_The problem_
Where the listing below reaches the line containing "the beige stadium", start writing out lines exactly, and stop once the line containing "the shoulder, locate" has been written.
:: Source data
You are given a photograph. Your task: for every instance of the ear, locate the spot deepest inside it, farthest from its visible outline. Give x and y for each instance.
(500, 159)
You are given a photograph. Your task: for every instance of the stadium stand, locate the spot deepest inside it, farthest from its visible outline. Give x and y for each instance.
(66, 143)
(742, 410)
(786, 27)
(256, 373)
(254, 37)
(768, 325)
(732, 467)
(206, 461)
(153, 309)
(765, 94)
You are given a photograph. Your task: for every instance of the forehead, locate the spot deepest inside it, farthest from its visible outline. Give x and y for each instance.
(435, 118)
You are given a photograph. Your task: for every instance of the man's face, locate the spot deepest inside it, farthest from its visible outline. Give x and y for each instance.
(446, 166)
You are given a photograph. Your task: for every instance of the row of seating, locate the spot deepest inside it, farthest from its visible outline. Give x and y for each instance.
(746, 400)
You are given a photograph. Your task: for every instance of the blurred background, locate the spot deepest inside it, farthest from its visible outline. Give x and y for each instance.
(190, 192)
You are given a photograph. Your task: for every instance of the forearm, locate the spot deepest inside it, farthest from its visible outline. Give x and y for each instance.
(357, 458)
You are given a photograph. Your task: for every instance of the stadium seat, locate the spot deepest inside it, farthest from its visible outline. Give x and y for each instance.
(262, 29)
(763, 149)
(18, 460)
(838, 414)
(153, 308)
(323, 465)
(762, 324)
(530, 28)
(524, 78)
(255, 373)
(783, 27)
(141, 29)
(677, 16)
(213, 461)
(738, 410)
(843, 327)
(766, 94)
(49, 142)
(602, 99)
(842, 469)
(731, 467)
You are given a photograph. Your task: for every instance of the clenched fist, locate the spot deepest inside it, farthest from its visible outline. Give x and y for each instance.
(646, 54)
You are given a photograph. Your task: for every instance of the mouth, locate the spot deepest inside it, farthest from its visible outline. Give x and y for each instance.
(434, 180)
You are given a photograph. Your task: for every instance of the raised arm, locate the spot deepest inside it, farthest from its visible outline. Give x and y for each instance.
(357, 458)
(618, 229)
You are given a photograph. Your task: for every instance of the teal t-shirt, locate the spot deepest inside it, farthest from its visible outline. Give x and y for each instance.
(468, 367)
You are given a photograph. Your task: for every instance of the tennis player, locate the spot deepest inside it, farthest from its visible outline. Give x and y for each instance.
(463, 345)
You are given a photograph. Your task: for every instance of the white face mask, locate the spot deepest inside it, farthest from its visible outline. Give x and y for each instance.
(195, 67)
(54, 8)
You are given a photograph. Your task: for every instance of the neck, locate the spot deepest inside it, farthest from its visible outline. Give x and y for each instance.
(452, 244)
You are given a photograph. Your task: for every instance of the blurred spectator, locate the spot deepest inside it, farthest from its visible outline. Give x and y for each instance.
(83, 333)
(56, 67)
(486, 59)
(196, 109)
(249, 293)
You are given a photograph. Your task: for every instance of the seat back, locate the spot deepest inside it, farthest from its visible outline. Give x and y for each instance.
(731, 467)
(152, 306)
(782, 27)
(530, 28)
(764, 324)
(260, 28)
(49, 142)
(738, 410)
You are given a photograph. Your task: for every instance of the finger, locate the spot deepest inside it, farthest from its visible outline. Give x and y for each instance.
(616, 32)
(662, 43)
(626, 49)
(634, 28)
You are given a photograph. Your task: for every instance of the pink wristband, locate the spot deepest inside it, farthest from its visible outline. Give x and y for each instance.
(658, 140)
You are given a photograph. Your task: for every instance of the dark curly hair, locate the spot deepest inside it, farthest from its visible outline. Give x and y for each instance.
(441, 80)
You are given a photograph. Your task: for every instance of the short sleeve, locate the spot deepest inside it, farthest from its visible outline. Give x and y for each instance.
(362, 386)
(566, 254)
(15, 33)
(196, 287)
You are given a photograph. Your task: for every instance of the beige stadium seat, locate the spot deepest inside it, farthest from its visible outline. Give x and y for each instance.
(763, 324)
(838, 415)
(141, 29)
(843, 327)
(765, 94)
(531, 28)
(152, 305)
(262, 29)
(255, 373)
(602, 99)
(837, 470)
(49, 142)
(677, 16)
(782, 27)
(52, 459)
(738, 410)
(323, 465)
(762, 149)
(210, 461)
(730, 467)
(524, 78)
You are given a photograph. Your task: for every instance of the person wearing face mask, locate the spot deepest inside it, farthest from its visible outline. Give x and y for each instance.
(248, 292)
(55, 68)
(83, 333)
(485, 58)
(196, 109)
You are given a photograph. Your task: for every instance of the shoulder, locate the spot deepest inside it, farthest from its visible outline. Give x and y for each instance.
::::
:: Source data
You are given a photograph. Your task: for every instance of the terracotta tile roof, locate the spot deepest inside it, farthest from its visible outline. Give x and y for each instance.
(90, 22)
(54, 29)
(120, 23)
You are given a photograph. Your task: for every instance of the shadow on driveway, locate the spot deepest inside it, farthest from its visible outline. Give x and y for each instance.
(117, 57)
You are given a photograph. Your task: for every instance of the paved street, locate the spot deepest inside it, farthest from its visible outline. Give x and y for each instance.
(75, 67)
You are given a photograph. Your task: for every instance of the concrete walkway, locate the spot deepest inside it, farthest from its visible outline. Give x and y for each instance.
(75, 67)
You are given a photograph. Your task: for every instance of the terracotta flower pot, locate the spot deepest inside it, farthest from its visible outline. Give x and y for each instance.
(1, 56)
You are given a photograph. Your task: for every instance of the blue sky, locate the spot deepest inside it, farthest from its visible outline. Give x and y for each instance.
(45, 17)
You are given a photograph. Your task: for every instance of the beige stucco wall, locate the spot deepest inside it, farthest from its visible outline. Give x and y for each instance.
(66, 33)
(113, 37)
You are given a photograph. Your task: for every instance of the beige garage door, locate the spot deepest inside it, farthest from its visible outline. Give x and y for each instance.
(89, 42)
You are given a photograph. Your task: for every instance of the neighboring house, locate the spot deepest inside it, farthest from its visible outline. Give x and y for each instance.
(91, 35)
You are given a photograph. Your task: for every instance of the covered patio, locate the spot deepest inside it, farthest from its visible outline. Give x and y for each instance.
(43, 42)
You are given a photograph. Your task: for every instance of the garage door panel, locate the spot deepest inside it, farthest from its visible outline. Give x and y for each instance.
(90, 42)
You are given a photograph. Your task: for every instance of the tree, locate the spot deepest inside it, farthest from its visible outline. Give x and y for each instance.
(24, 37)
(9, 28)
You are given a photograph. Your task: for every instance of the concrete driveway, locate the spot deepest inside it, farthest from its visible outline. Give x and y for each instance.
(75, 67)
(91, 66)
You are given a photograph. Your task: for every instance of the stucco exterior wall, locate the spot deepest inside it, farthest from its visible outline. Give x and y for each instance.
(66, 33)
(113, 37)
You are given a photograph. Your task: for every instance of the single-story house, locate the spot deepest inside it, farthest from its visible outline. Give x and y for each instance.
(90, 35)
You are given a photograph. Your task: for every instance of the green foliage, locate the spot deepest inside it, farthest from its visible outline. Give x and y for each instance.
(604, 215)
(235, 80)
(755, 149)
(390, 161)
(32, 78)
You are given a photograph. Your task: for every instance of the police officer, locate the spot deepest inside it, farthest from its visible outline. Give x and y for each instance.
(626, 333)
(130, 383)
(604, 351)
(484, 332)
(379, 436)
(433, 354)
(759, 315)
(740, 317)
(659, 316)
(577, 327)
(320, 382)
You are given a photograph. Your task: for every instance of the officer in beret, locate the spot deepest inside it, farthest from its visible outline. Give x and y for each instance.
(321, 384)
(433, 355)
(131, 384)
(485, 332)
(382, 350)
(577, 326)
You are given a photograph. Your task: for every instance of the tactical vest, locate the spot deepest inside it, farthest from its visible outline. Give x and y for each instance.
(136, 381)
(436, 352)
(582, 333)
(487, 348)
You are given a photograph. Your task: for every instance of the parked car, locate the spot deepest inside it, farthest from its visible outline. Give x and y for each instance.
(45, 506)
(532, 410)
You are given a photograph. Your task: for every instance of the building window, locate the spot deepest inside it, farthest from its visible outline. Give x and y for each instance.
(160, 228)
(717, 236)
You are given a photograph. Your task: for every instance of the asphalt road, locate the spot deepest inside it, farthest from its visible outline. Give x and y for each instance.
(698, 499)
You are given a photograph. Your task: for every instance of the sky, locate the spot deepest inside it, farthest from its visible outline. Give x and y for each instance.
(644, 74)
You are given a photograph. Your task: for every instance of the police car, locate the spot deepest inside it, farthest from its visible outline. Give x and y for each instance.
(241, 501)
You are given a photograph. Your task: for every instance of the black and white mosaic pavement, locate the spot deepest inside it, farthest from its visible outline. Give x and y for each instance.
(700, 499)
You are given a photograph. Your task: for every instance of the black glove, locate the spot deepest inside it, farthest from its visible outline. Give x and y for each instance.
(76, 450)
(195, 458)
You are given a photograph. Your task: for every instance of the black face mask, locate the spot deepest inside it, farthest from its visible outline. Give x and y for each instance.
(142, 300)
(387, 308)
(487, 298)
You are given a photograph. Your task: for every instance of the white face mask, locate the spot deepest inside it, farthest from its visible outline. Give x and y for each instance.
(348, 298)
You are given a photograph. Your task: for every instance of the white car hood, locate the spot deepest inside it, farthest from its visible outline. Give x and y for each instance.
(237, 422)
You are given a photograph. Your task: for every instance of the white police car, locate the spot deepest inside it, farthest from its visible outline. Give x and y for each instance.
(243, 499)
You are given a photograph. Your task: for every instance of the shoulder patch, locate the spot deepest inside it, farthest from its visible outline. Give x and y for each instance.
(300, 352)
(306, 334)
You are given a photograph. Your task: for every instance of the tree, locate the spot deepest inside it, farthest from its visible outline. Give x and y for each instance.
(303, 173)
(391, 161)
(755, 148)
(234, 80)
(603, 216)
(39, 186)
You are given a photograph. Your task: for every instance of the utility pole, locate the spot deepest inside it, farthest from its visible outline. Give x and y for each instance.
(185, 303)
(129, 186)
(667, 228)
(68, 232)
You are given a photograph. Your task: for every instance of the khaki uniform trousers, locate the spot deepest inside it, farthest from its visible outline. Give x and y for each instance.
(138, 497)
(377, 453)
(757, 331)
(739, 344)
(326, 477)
::::
_Answer to the problem_
You are given a photograph. Your task: for every instance of the beige stadium seat, locate the spot deepest inside it, farthest from its visible outline. Give x and y for each instance.
(763, 324)
(838, 415)
(141, 29)
(843, 327)
(765, 94)
(531, 28)
(152, 305)
(262, 29)
(255, 373)
(602, 99)
(837, 470)
(49, 142)
(677, 16)
(782, 27)
(52, 459)
(738, 410)
(323, 465)
(762, 149)
(210, 461)
(730, 467)
(524, 78)
You are given a photograph. Your task: for every instance of the person wearing face mask, locate the spot deepest inside it, farthest from its visible outline. Give x and y for each instance.
(248, 292)
(55, 68)
(83, 333)
(485, 58)
(196, 109)
You are given a photograph. Your task: for every instance of the shoulder, locate the spot deepest inside it, farthest from its visible outline. Give x and y for each instance.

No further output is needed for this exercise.